### Goal of the exercise
An exact copy of all entries is required.
Top of Material for the task
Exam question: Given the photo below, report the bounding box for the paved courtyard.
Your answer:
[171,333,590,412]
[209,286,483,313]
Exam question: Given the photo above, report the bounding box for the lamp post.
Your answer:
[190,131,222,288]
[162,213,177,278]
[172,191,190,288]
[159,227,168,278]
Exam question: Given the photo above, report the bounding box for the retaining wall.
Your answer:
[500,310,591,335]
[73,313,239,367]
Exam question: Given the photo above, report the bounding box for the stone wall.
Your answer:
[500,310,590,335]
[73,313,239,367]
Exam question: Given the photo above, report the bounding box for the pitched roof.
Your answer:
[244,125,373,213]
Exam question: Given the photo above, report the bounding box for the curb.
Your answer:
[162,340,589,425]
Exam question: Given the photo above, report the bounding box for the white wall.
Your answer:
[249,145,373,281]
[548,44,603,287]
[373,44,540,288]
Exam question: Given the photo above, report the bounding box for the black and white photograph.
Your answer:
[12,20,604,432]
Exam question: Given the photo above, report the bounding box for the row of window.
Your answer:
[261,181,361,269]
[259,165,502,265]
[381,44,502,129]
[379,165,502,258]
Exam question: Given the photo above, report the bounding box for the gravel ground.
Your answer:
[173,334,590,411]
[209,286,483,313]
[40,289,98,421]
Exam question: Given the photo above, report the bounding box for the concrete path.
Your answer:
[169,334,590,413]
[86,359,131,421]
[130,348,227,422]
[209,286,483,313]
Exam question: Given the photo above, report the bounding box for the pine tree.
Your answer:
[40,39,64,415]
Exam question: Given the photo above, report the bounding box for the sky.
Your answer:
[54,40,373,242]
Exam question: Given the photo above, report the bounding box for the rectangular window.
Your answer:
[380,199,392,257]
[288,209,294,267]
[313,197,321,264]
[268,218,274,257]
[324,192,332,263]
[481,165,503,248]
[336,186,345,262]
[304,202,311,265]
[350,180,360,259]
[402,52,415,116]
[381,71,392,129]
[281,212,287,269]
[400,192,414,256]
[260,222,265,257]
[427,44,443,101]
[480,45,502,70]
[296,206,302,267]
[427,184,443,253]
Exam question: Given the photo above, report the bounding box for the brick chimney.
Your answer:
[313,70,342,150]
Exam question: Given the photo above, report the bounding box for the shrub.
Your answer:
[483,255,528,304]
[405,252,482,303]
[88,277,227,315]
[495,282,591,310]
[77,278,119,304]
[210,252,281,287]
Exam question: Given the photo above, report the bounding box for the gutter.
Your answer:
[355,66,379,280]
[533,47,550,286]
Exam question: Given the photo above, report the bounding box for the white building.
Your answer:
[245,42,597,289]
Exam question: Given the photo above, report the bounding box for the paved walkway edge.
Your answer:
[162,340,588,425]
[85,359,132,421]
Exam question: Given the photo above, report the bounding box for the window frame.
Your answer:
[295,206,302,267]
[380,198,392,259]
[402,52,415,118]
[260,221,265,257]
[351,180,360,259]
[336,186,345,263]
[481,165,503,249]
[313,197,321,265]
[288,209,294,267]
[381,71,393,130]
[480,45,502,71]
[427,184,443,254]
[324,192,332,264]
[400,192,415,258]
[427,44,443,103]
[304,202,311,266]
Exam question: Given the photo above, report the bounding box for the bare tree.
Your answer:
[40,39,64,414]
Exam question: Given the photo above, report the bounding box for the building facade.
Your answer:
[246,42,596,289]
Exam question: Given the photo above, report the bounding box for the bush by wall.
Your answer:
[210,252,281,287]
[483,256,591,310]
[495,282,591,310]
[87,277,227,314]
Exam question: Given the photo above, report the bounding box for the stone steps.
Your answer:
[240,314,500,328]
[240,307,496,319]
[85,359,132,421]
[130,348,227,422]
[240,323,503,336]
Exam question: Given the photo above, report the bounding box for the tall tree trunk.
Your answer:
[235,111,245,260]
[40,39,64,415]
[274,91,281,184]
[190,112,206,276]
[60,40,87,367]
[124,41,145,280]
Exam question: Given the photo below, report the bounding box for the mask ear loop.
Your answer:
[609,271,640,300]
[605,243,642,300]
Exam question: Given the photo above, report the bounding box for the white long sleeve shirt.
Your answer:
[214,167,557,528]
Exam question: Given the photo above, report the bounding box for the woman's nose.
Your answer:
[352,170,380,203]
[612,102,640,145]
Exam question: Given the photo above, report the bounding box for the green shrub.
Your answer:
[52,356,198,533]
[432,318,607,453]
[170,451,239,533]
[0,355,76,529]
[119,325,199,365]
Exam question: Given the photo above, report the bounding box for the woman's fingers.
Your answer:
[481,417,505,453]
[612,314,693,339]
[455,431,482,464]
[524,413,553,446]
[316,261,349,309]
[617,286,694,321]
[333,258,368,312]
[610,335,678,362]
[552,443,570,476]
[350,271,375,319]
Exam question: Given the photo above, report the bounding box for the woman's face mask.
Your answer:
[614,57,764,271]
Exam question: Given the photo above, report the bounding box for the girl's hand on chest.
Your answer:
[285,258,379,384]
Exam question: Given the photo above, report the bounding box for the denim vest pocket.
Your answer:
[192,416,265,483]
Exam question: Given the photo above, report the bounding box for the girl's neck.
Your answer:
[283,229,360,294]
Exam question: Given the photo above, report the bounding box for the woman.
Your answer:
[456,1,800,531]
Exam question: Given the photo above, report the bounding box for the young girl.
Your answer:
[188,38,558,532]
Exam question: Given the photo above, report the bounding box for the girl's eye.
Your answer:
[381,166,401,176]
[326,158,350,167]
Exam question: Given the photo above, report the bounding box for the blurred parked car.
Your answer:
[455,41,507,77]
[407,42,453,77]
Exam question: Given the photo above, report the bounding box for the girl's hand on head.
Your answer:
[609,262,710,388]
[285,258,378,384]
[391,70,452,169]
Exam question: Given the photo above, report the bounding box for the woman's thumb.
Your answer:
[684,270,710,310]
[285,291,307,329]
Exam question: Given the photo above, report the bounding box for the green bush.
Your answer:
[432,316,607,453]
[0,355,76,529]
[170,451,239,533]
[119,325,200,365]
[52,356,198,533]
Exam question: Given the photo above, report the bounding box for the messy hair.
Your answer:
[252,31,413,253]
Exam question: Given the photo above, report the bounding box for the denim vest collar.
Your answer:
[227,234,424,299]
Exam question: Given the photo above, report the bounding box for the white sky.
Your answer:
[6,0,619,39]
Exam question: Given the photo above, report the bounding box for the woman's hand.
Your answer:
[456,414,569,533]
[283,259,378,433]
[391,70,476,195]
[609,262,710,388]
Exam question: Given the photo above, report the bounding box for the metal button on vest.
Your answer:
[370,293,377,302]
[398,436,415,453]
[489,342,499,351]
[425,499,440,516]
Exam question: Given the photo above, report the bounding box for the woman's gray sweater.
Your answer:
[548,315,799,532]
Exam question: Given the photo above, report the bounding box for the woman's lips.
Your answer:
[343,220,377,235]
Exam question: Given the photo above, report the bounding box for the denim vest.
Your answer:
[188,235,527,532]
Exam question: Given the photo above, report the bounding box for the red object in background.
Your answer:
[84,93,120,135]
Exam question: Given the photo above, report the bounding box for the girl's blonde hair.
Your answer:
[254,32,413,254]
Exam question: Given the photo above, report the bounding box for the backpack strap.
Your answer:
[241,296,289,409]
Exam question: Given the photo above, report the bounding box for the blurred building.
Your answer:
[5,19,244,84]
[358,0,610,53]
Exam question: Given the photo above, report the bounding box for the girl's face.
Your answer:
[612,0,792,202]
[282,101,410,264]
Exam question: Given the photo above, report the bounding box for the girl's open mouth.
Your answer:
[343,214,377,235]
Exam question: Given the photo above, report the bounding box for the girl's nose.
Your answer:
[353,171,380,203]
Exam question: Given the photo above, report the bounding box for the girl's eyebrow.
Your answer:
Bottom of Material for the task
### Answer to this task
Exam question: Given the photo below, report the bounding box for the paved courtyard.
Your answer:
[171,333,590,412]
[209,286,483,313]
Exam question: Given the photo above, report the bounding box for the lamp post.
Your answer:
[190,131,222,288]
[162,213,177,278]
[172,191,190,288]
[159,227,168,278]
Exam question: Given the photo above, report the bounding box for the retaining wall.
Your answer:
[500,310,591,335]
[73,313,239,367]
Exam question: Given the photo above, report the bounding box for the stone wall.
Your answer:
[500,310,590,335]
[73,313,239,367]
Exam question: Given the photo above, report the bounding box for the pitched roof.
Your answer:
[244,125,373,213]
Exam question: Given the photo above, report the bounding box for the curb.
Your answer:
[162,340,589,425]
Exam question: Given the photo above, report the bounding box for the white wall.
Your answer:
[249,145,373,281]
[548,44,603,287]
[373,44,540,288]
Exam question: Given the photo above, report the bounding box for the black and white photograph.
Your answer:
[12,20,604,432]
Exam question: Given the photo above, report the bounding box for the row of window.
Your answer:
[261,181,361,269]
[259,165,502,265]
[381,44,502,129]
[379,165,502,258]
Exam question: Given the photo above, report the bounding box for the gravel ground.
Your answer:
[173,334,590,411]
[209,286,483,313]
[40,289,98,421]
Exam question: Given the photo above, report the bounding box for the concrete path.
Your answer:
[169,334,590,413]
[86,359,131,421]
[130,348,227,422]
[209,286,483,313]
Exam question: Given the photo above, report the bounding box for the pine tree.
Your answer:
[40,39,64,415]
Exam question: Given the photo above, report the bounding box for the sky.
Your answer:
[54,40,373,242]
Exam question: Given the photo above, report the bounding box for the rectangular window.
Your answer:
[380,199,392,257]
[288,209,294,267]
[313,197,321,264]
[268,218,274,257]
[324,192,332,263]
[481,165,503,248]
[336,186,345,262]
[304,202,311,265]
[350,180,360,259]
[402,52,415,116]
[381,71,392,129]
[281,212,287,269]
[400,192,414,256]
[260,222,265,257]
[427,44,443,101]
[480,45,502,70]
[296,206,302,267]
[427,184,443,253]
Exam question: Given the photo above, report the bounding box for the brick chimney.
Your answer:
[313,70,342,150]
Exam question: Given the photo above, report the bounding box for the shrub.
Your answer:
[483,255,528,304]
[405,252,482,303]
[88,277,227,315]
[495,282,591,310]
[77,278,119,304]
[210,252,281,287]
Exam question: Given the photo above, report the bounding box for the gutter.
Your answer:
[355,66,379,280]
[533,47,550,286]
Exam question: Given the photo above, report the bounding box for the white building.
Your answer:
[245,42,597,289]
Exam question: Given the photo above, report the bounding box for the paved walkway edge.
Your answer:
[162,340,588,425]
[85,359,132,421]
Exam question: Given the photo above, report the bounding box for the window frame.
Your answer:
[295,206,302,267]
[380,198,392,259]
[402,52,415,118]
[260,221,265,257]
[351,180,360,259]
[336,186,345,263]
[481,165,503,249]
[313,197,321,265]
[288,209,294,267]
[381,71,393,130]
[480,45,502,71]
[427,184,443,254]
[324,192,332,264]
[400,192,415,258]
[427,44,443,103]
[304,202,311,266]
Exam question: Given the photo above, report the bounding box for the bare tree.
Your answer:
[40,39,64,414]
Exam question: Given the photo above, report the bounding box for the building facade.
Your answer:
[246,42,596,289]
Exam question: Given the photo above, report the bounding box for the bush by wall.
Your answer:
[210,252,281,287]
[483,256,591,310]
[495,282,591,310]
[87,277,227,314]
Exam question: Given the photo above, report the bounding box for the stone steps.
Your answer:
[240,314,500,328]
[240,307,496,319]
[85,359,132,421]
[130,348,227,422]
[240,323,503,336]
Exam question: Given the photo above, report the bounding box for the tall tree trunk.
Your answer:
[235,111,245,260]
[40,39,64,415]
[274,91,281,184]
[190,112,206,276]
[60,40,87,367]
[124,41,145,280]
Exam question: Given the photo below, report the bounding box for the mask ear loop.
Your answer:
[609,271,640,300]
[605,243,642,300]
Exam question: Given the photo above, report the bounding box for the white long sleeve shirt.
Your answer:
[214,167,557,528]
Exam question: Given the photo above, report the bounding box for the woman's nose.
Your answer:
[352,170,380,203]
[612,102,640,145]
Exam question: Given the photo above, report the bounding box for the green shrub.
Your answer:
[52,356,198,533]
[432,318,607,453]
[170,451,239,533]
[0,355,76,529]
[119,325,199,365]
Exam question: Given the photo above, report the bounding box for the woman's fingers.
Your answer:
[481,417,505,453]
[612,314,693,339]
[455,431,482,464]
[524,413,553,446]
[316,261,349,309]
[617,286,694,321]
[333,258,368,312]
[610,335,678,362]
[552,443,570,476]
[350,271,375,319]
Exam question: Given the photo above, report the bounding box for the woman's face mask.
Your answer:
[614,57,764,271]
Exam question: Given the photo above, report the bounding box for the girl's hand on chest.
Your answer:
[285,258,379,384]
Exam question: Given the photo above, report the bounding box for the denim vest pocket.
Your answer:
[192,416,265,483]
Exam question: Given the photo above, report the bounding box for the girl's neck.
Your answer:
[283,229,360,294]
Exam question: Given the photo above, report the bounding box for the woman.
Your answer:
[456,1,800,531]
Exam question: Given the photo above, report the bounding box for the young girl.
Your answer:
[188,38,558,532]
Exam question: Given the photo above, report the bounding box for the girl's eye.
Your answer:
[381,166,401,176]
[326,158,350,167]
Exam question: Given the photo above, report the bounding box for the blurred parked car.
Your answer:
[455,41,507,77]
[407,42,453,77]
Exam question: Given the photo above, report the bounding box for the girl's hand on head.
Your answer:
[609,262,710,388]
[285,258,378,384]
[391,70,452,169]
Exam question: Given the photo above, report the bounding box for the woman's thumb.
Your answer:
[684,270,710,310]
[285,291,307,329]
Exam question: Given the photo above, report the bounding box for the green bush.
Your answer:
[432,316,607,453]
[0,355,76,529]
[170,451,239,533]
[119,325,200,365]
[52,356,198,533]
Exam question: Given the photo above, report the bounding box for the messy hair.
Your answer:
[252,31,413,253]
Exam question: Given the photo above, report the bounding box for the denim vest collar.
Your answer:
[227,234,424,299]
Exam question: Given the photo above, report the bounding box for the white sky.
Your answer:
[6,0,619,39]
Exam question: Given the photo above, report the bounding box for the woman's hand.
Your answer:
[456,414,569,533]
[283,259,378,433]
[391,70,476,195]
[609,262,710,388]
Exam question: Given the photo above, report the bounding box for the metal button on vest.
Your answer:
[370,293,377,302]
[398,436,415,453]
[489,342,499,351]
[425,499,440,516]
Exam question: Given the photo above, report the bounding box for the woman's gray sweater.
Your answer:
[548,315,799,532]
Exam question: Given the photo above, report the bounding box for the woman's lips.
Your answer:
[343,220,377,235]
Exam question: Given the photo above, report the bounding box for the denim vest.
Your answer:
[188,235,527,532]
Exam question: Given the photo above, report the bounding box for the red object in background.
Your answer:
[84,93,120,135]
Exam question: Given the photo above, report the bounding box for the girl's blonde hair.
Your answer:
[254,32,413,254]
Exam question: Given the photo above, report the bounding box for the backpack strap.
Your answer:
[241,296,289,409]
Exam question: Given the photo above, report the bounding box for the blurred building.
Your answer:
[5,19,244,84]
[358,0,610,53]
Exam question: Given the photo above, report the bounding box for the girl's face.
Your answer:
[612,0,792,202]
[282,101,410,264]
Exam question: Given the photo above, report the bounding box for the girl's open mouth.
Your answer:
[343,214,377,235]
Exam question: Given the photo above, report the bounding box for the girl's nose.
Your answer:
[353,171,380,203]
Exam question: Given the photo above, report the bounding box for the girl's eyebrow.
Your answer:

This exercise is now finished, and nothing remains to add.